PROBLEM TO SOLVE: List every line of the data below that contains the string "blue", copying each such line in full. The match is case-sensitive.

ENTRIES:
-- Begin --
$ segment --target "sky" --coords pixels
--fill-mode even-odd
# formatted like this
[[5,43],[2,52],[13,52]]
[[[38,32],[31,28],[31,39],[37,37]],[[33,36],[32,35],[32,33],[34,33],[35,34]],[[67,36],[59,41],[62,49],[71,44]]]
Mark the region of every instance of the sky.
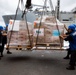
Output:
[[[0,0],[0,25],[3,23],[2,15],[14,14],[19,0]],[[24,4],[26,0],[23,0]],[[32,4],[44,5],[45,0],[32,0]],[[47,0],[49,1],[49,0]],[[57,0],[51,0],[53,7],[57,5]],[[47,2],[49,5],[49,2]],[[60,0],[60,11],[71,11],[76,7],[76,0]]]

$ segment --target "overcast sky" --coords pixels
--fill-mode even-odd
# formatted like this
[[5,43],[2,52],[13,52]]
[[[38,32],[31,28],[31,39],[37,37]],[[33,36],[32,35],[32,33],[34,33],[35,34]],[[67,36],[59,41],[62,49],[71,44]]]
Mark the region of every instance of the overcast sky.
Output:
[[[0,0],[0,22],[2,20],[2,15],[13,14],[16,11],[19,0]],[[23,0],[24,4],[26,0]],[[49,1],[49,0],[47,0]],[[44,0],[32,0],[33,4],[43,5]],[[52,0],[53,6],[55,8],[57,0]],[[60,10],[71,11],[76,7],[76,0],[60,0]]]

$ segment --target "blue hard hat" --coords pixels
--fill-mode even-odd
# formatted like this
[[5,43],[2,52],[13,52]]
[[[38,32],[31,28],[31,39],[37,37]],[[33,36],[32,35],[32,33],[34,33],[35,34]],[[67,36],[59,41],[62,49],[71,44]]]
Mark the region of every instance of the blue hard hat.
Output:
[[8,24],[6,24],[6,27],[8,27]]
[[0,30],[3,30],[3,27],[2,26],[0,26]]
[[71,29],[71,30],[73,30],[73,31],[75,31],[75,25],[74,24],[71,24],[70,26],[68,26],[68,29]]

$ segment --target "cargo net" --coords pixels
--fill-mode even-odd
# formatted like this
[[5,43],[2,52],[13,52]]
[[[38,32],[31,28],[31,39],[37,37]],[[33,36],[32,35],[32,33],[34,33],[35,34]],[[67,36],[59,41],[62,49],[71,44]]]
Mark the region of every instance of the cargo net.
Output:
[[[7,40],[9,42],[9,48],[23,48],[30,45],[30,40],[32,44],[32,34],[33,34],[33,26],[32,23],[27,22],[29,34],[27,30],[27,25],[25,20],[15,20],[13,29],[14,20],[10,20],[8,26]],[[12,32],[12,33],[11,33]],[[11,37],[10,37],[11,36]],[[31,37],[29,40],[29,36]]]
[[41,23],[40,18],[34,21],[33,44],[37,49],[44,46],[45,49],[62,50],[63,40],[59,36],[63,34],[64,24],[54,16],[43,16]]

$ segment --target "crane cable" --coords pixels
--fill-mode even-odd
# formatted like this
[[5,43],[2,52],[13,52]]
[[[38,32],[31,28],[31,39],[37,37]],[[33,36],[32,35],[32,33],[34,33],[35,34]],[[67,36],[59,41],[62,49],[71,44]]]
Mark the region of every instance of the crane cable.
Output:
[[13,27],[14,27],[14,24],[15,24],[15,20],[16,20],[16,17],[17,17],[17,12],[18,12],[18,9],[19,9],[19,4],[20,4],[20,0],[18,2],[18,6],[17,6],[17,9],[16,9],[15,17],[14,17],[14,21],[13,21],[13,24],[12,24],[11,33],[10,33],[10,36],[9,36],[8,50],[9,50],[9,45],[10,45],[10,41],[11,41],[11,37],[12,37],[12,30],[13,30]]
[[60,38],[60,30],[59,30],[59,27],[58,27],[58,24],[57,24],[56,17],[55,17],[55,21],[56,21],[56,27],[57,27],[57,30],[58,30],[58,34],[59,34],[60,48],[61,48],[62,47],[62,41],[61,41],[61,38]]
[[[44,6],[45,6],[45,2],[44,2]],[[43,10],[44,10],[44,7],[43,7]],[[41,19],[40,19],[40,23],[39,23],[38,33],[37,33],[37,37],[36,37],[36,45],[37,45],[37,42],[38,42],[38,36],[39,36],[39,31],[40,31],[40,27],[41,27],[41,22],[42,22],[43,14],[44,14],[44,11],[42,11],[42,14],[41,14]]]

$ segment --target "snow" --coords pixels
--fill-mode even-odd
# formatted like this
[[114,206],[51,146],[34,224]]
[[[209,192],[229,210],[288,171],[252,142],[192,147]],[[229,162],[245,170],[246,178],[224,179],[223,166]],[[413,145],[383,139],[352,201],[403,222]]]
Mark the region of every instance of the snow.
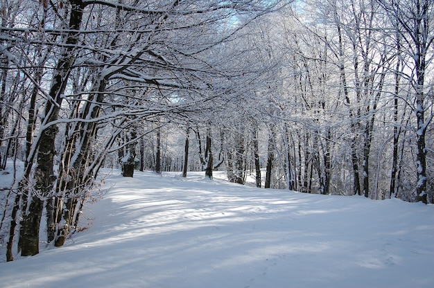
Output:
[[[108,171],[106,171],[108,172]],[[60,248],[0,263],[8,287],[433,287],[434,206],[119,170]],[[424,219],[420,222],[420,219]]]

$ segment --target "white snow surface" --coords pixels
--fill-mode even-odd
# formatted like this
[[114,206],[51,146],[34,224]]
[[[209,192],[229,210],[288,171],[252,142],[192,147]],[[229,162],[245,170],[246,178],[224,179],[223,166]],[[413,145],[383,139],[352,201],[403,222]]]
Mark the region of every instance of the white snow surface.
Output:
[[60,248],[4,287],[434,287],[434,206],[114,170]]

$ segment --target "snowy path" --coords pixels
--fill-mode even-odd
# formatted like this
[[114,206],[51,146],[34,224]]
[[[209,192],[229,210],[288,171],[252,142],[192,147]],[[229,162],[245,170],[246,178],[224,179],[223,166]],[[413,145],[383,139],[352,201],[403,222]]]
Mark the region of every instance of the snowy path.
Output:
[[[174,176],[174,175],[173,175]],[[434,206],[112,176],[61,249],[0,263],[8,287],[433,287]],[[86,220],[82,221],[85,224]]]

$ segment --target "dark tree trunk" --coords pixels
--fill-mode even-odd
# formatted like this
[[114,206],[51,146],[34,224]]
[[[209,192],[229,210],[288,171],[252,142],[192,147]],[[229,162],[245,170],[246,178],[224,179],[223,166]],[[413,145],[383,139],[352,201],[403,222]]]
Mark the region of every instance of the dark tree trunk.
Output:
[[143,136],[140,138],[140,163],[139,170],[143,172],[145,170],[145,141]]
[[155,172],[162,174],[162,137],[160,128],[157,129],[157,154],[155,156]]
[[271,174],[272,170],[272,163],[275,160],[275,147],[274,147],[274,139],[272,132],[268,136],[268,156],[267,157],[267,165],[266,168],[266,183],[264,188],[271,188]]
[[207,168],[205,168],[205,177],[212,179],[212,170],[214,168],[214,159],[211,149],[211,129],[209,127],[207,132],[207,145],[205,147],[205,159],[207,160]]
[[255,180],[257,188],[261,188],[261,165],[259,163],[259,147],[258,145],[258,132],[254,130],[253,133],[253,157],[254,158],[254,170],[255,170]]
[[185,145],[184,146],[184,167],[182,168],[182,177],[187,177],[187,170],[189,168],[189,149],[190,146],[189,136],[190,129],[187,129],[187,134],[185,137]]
-- End --
EXERCISE SOLUTION:
$ segment --target "blue hard hat" --coords pixels
Mark the region of every instance of the blue hard hat.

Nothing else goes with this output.